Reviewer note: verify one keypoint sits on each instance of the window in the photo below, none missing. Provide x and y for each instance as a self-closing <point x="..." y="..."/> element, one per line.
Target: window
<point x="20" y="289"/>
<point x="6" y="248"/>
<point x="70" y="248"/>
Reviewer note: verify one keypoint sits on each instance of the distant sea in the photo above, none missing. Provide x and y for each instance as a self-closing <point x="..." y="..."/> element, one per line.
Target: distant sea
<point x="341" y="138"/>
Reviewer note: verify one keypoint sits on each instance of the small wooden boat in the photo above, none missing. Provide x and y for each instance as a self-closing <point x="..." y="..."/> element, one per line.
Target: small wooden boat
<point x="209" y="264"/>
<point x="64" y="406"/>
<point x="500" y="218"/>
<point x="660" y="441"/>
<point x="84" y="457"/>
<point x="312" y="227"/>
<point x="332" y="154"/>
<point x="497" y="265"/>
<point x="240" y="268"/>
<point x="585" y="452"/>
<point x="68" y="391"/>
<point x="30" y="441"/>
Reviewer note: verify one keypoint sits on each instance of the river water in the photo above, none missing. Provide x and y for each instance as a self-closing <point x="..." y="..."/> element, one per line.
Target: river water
-*-*-
CHALLENGE
Convert the lines above into a numbered list, leaving out any blank lines.

FINISHED TASK
1. Reviewer note: verify one keypoint sits on each instance of the window in the photo below, none missing. Provide x and y for each instance as a self-closing <point x="..." y="..."/> element, one per line.
2. Target: window
3. <point x="20" y="289"/>
4. <point x="6" y="248"/>
5. <point x="70" y="248"/>
6. Reviewer note: verify one keypoint sits on each instance of the distant sea in the photo above, none missing. Provide x and y for each instance as a self-closing <point x="..." y="..."/> element, one per line.
7. Target: distant sea
8. <point x="341" y="138"/>
9. Reviewer note: verify one keypoint sits on each instance of the small wooden boat in the photo above, none missing. Provide x and y for each instance as a self-closing <point x="..." y="..."/> element, one per line.
10. Target: small wooden boat
11. <point x="209" y="264"/>
12. <point x="64" y="406"/>
13. <point x="500" y="218"/>
14. <point x="660" y="441"/>
15. <point x="84" y="457"/>
16. <point x="312" y="227"/>
17. <point x="332" y="154"/>
18. <point x="497" y="265"/>
19. <point x="240" y="268"/>
20. <point x="585" y="452"/>
21. <point x="68" y="391"/>
22. <point x="30" y="441"/>
23. Reviewer note: verify one keypoint sits on each instance of the river water in the photo above, none missing. Provide x and y for each instance as a self-closing <point x="..." y="..."/> element, one per line.
24. Target: river water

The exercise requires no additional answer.